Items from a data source
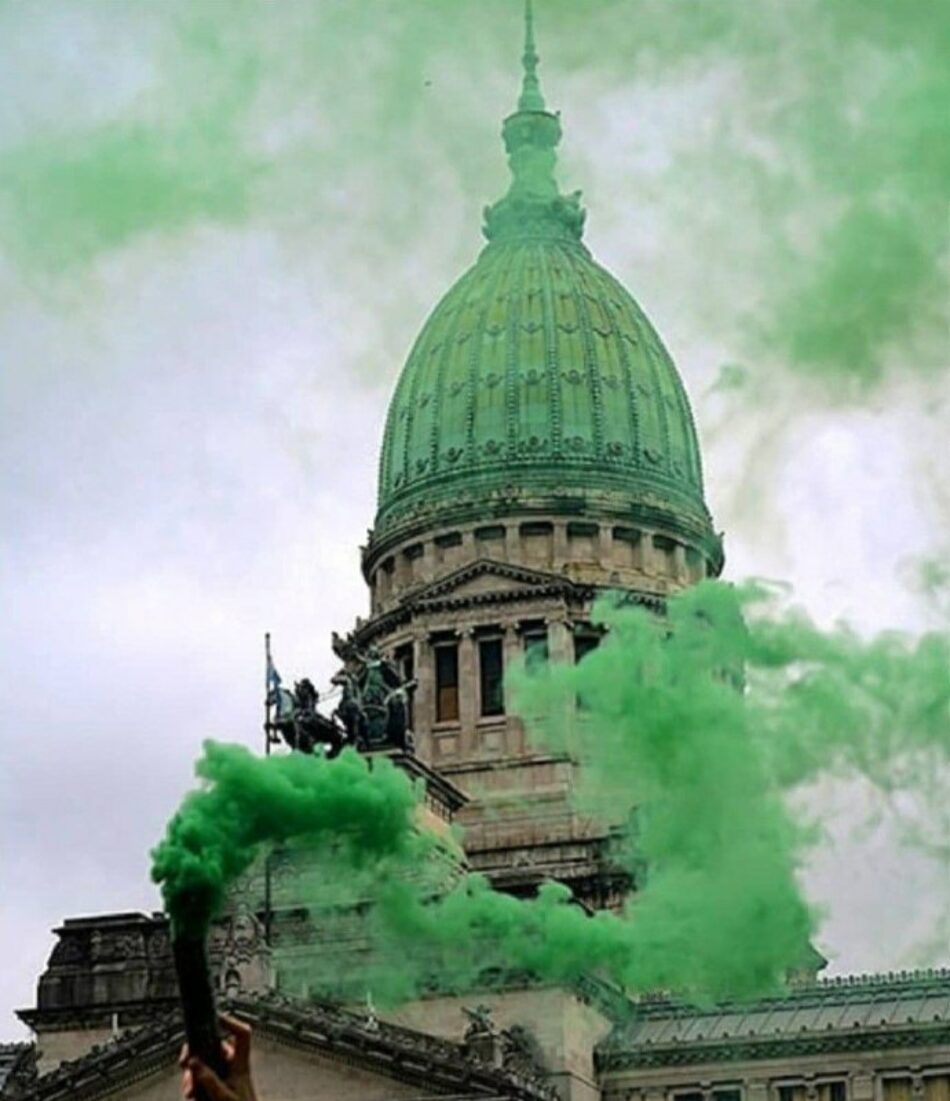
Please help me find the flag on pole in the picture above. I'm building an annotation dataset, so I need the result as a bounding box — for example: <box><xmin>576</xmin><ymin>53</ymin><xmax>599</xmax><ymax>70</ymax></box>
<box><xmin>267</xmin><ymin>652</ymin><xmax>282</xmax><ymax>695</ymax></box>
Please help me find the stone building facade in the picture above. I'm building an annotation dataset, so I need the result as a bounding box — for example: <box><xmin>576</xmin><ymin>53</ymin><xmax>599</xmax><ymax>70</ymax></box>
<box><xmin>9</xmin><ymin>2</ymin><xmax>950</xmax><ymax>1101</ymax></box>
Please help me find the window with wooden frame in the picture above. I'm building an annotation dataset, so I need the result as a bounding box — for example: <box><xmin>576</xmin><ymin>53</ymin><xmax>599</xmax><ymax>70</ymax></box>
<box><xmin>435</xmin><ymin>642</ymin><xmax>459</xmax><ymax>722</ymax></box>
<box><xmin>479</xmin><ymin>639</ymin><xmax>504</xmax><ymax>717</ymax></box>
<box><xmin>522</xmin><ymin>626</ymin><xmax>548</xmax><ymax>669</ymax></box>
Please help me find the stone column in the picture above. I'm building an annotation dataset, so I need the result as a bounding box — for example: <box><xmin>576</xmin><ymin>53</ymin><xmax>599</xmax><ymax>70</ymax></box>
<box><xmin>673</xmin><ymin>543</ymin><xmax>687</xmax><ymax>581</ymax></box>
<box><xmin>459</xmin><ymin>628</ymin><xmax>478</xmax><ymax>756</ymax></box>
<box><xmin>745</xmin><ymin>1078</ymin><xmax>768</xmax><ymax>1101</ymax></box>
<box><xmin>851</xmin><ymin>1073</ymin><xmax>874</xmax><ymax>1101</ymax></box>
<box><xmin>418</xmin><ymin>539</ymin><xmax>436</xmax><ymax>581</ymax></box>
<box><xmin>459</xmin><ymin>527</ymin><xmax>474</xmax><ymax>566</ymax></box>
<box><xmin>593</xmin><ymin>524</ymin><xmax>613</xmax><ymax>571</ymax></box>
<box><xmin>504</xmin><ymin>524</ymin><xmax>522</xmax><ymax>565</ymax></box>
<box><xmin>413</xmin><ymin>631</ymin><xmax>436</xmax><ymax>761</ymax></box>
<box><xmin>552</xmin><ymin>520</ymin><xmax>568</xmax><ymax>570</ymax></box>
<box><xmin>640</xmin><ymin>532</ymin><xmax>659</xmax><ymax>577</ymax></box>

▶ _Required work_:
Return every line of the listing that contains the word "pole".

▶ _The solution_:
Please help me find the flag on pole in the picture above. I'm building an annotation dataset, so I need the result as a bounding box — for example: <box><xmin>576</xmin><ymin>53</ymin><xmax>599</xmax><ymax>70</ymax></box>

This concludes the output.